>> START Supplied text
It was the government’s insistence on collecting the S.S.L. keys that most deeply disturbed Levison, and led to the shutdown of Lavabit. He believes that not only would the F.B.I. have had unfettered, secret access to the communications of his four hundred thousand customers—without being required to give Levison a log of what it accessed—but putting his encryption keys in the hands of the government would have opened Lavabit to a more profound exploitation of his service’s communications. Levison worried that if he turned the keys over to the F.B.I., the N.S.A. would have been able to obtain them without his knowledge through a Foreign Intelligence Surveillance Act court order. We know now that the N.S.A. has been systematically cracking encryption across the Web, and it has built a database of encryption keys that automatically decode messages; this is dangerous, Levison says, because it allows the N.S.A. to read encrypted communications as they flow past the agency’s taps of the broader Internet infrastructure by simply observing them, leaving no trace of the surveillance, unlike a traditional “man-in-the-middle” attack. This vulnerability, he insists, is not sufficiently understood. And, while the Timess initial reporting indicates that the N.S.A.’s method of obtaining the keys for its database is “shrouded in secrecy,” Levison suggests that his case also illustrates one of the ways in which it collects them: by secretly compelling companies to turn them over.
>> END Supplied text
Task set =>
**1.** Answer these questions from the passage on the Lavabit shutdown:
(a) How many customers did Levison have?
(b) Through what kind of court order did Levison fear the N.S.A. could obtain the keys without his knowledge?
(c) According to Levison, what method of collecting keys does his case illustrate?
**2.** Proceed with the passage on the Lavabit shutdown, beginning after its final sentence.
>> START Data
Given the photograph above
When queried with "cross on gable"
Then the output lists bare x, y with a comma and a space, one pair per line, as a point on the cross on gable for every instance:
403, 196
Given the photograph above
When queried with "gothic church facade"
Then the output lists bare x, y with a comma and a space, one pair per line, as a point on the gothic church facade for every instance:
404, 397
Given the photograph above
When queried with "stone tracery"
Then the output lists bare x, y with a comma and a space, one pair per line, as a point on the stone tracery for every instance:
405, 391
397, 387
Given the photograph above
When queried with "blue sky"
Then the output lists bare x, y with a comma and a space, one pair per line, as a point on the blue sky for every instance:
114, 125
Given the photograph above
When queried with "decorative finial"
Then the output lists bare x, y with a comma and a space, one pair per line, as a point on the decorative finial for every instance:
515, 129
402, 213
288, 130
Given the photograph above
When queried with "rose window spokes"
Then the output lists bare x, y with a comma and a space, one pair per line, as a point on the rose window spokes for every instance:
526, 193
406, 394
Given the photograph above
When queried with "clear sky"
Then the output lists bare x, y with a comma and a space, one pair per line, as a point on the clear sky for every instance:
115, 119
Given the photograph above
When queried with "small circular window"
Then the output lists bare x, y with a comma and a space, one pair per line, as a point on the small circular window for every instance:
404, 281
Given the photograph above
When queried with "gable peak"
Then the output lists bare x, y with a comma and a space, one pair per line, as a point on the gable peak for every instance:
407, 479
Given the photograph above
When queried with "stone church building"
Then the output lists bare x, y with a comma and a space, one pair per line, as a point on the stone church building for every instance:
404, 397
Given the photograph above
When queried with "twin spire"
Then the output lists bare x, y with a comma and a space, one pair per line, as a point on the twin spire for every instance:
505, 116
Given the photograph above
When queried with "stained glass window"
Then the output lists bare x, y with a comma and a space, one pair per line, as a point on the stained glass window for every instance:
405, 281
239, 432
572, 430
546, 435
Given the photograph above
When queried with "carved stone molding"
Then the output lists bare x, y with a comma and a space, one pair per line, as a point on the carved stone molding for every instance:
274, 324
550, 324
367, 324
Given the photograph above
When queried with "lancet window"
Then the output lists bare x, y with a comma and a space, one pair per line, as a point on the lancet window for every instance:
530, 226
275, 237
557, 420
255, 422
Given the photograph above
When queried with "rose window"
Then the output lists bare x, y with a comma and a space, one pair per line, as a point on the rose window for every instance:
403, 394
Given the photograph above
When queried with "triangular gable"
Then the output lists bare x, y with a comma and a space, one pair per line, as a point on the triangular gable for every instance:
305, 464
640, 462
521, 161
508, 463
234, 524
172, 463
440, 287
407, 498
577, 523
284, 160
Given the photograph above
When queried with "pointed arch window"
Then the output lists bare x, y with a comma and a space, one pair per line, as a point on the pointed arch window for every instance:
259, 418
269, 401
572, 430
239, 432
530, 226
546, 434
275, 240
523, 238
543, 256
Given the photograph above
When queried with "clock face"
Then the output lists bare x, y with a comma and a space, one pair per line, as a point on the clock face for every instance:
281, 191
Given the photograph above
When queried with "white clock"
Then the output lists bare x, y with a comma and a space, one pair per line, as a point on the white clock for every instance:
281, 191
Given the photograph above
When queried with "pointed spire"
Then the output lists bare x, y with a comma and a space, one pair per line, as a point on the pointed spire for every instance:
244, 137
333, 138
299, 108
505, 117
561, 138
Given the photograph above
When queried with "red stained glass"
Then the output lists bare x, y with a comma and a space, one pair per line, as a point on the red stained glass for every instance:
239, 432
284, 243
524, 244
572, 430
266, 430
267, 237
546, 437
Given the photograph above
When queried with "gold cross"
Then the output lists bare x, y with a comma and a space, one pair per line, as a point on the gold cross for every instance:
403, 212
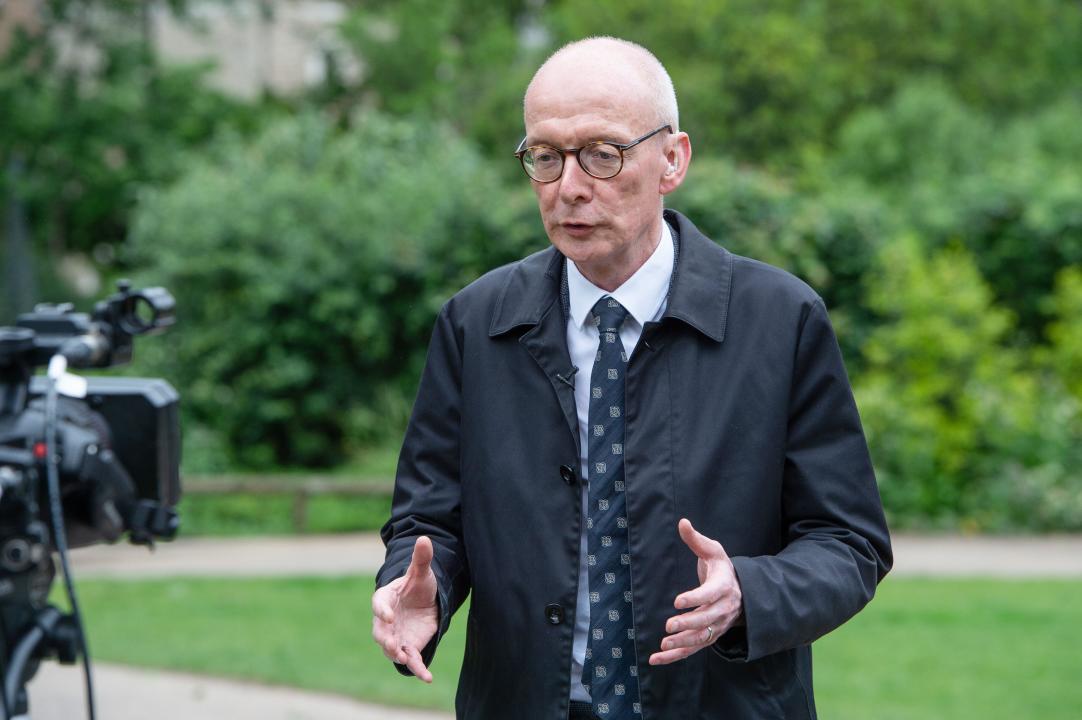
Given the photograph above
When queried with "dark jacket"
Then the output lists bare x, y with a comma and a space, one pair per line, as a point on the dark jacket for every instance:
739, 417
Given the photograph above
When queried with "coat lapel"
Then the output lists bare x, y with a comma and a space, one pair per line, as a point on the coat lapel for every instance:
531, 298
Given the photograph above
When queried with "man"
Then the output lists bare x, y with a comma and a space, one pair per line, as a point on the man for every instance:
638, 452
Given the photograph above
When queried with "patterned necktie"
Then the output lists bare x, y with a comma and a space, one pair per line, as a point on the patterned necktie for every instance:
610, 668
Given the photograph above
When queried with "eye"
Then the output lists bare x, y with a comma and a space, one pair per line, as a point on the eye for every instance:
544, 156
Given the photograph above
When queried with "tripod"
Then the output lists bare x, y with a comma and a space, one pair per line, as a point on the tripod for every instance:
49, 633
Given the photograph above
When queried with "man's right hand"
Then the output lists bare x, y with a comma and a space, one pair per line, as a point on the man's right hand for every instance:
405, 616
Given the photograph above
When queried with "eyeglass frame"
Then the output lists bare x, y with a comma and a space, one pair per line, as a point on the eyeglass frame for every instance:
520, 154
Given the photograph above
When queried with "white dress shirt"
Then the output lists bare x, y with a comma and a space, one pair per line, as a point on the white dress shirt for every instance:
644, 296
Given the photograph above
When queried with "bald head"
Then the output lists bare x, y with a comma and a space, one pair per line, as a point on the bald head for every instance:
591, 69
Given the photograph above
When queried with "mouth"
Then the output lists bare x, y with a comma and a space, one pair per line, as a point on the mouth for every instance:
577, 230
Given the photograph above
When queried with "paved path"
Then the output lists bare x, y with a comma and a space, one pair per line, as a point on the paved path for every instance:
1056, 555
132, 694
122, 693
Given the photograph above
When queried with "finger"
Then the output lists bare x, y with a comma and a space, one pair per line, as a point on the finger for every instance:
668, 656
421, 561
414, 664
700, 545
708, 593
697, 619
691, 638
385, 639
382, 603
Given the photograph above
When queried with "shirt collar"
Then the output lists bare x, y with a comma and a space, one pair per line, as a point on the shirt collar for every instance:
643, 295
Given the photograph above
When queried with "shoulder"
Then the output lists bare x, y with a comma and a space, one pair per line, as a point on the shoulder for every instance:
757, 282
506, 290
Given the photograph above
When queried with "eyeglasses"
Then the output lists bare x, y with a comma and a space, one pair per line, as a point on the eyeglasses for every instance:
602, 158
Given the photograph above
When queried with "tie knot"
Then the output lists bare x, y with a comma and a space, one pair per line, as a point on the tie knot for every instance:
610, 314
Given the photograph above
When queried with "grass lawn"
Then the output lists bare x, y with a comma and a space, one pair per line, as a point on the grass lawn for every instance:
923, 650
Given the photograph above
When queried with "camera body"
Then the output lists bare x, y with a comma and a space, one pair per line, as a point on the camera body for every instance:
117, 447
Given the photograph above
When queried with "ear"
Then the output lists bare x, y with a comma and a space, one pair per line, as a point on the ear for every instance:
678, 157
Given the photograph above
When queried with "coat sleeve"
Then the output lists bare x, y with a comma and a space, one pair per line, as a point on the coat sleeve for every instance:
426, 497
838, 547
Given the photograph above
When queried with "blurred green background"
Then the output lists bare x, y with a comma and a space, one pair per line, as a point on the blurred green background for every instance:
918, 161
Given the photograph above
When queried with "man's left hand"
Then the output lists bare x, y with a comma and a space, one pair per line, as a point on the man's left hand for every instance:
715, 604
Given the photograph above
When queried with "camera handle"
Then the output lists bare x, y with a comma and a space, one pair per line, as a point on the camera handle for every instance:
53, 632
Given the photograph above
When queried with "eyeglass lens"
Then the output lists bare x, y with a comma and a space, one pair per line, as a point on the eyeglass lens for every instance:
545, 164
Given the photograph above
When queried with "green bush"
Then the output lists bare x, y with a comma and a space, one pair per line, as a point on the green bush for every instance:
828, 237
308, 266
963, 428
1010, 191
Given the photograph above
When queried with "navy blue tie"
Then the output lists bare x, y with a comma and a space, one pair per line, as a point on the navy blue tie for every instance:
610, 671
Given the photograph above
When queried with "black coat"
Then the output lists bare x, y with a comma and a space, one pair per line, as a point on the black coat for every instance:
739, 416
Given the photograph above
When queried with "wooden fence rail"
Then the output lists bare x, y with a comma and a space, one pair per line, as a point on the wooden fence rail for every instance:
301, 487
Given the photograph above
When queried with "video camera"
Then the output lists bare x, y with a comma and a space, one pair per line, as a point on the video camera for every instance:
81, 461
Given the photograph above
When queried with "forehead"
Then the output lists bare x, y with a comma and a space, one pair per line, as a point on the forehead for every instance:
569, 103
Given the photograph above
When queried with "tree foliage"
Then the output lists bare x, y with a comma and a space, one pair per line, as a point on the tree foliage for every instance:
308, 266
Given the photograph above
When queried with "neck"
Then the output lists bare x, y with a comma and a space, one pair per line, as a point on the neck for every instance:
609, 276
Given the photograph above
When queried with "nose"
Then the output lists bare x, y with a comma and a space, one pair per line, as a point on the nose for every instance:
576, 184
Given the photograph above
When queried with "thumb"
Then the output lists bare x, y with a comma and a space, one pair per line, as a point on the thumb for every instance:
700, 545
421, 562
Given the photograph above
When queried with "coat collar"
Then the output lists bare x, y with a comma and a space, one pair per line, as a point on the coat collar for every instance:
699, 293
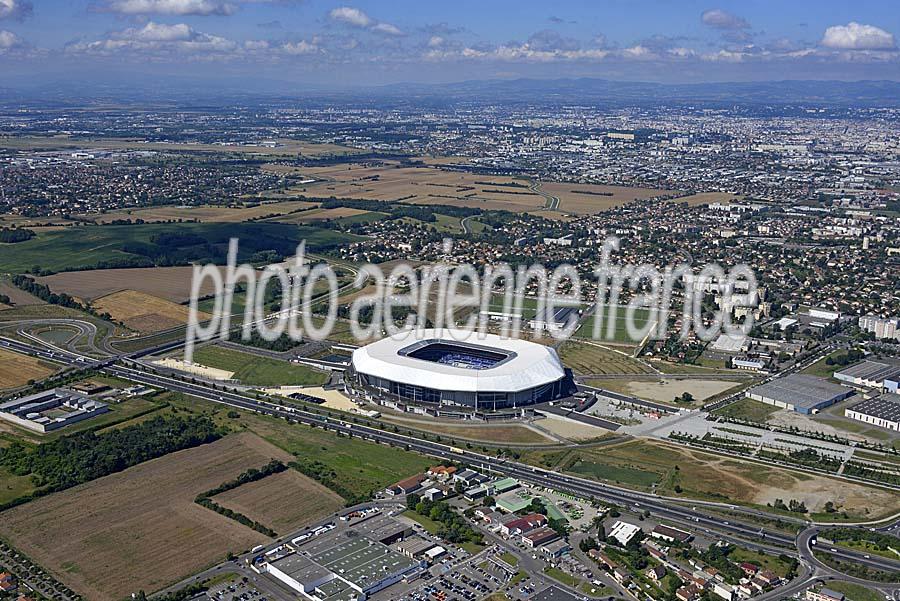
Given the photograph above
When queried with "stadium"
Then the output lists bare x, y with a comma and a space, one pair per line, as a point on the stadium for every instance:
459, 369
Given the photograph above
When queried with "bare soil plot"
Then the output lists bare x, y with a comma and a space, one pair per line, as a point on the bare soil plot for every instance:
18, 297
585, 199
284, 501
588, 358
314, 215
170, 283
702, 198
144, 312
139, 529
16, 370
203, 213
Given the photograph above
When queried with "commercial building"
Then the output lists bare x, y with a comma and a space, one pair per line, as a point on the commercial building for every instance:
800, 392
624, 532
342, 567
51, 410
882, 411
868, 374
461, 369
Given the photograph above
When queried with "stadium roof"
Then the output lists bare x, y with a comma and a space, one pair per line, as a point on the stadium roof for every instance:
527, 364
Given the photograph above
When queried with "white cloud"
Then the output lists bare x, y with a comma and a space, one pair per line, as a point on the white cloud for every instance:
8, 40
722, 19
351, 16
171, 7
158, 37
357, 18
387, 28
15, 9
855, 36
301, 47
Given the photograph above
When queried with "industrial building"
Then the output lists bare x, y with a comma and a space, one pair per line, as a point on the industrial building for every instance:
882, 411
869, 374
461, 369
800, 392
342, 567
51, 410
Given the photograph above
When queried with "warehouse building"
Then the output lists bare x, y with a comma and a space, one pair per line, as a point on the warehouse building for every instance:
51, 410
868, 374
800, 392
882, 411
342, 567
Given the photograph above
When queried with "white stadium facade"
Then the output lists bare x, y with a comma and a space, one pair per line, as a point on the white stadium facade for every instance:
480, 372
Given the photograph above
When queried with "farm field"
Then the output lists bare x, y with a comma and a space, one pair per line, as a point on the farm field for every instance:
748, 409
143, 312
706, 476
421, 185
258, 371
85, 247
587, 199
620, 325
286, 148
703, 198
589, 358
516, 434
361, 466
16, 370
320, 214
140, 528
18, 297
284, 501
169, 283
201, 213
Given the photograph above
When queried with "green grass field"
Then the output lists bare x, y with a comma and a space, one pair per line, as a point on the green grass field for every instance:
620, 335
854, 592
624, 475
86, 246
259, 371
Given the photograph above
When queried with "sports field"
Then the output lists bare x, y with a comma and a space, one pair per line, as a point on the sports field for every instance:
144, 312
17, 370
140, 528
284, 502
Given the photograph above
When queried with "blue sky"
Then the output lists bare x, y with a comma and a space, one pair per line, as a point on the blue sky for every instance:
350, 43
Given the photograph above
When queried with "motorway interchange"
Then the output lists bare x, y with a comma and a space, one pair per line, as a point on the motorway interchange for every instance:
699, 516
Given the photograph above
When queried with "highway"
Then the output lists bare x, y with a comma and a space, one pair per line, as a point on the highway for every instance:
660, 507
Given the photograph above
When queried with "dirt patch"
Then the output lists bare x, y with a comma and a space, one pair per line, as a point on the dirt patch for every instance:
140, 529
284, 501
665, 391
170, 283
143, 312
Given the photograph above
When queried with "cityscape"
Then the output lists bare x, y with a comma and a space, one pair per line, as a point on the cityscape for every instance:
335, 302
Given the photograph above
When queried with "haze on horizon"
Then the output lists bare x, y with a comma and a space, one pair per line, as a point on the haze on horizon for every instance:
340, 43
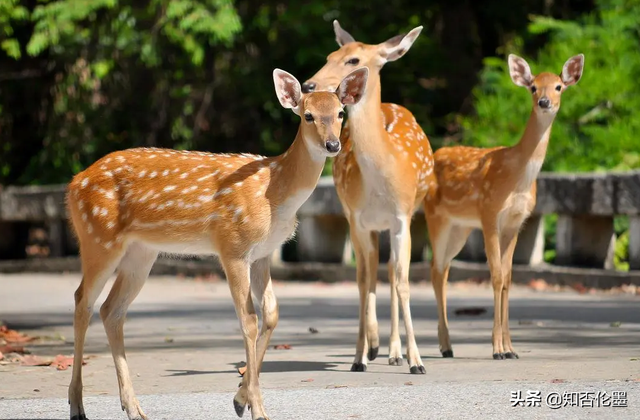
>> END Data
Responses by task =>
**1.**
(a) Four hundred thousand.
(b) A Foreign Intelligence Surveillance Act court order.
(c) Secretly compelling companies to turn the keys over.

**2.**
The F.B.I., Levison says, “sold its soul” to the N.S.A. to acquire its technologies and become a “counter-intelligence agency” rather than a domestic police force. The result is an agency with somewhat stunning technical capabilities—it was the F.B.I. that used malware to identify users of the Tor network in the course of its investigation of Freedom Hosting, the anonymous service provider, an incident that disturbed Levison because it put legitimate users at risk, even if he doesn’t agree with the illegal content that Freedom Hosting was allegedly housing. Before the Bureau demanded Lavabit’s S.S.L. keys, in fact, he was asked “half a dozen times” about any point in the system where information flowed through unencrypted so that the F.B.I. could tap it. One result of this newfound expertise, however, is that Levison believes there is a knowledge gap between the Department of Justice and law-enforcement agencies; the former did not grasp the implications of what the F.B.I. was asking for when it demanded his S.S.L. keys. (According to Levison, the F.B.I. agents who came to his house were surprised that he hadn’t seen one of the sets of documents that had been e-mailed to him demanding Lavabit’s information; they pointed to his phone and said he could look up the information right there. He responded, “You know better than I do why I don’t have e-mail on my phone.”)

On August 1st, Lavabit’s counsel, Jesse Binnall, reiterated Levison’s proposal that the government engage Levison to extract the information from the account himself rather than force him to turn over the S.S.L. keys.

THE COURT: You want to do it in a way that the government has to trust you—

BINNALL: Yes, Your Honor.

THE COURT: —to come up with the right data.

BINNALL: That’s correct, Your Honor.

THE COURT: And you won’t trust the government. So why would the government trust you?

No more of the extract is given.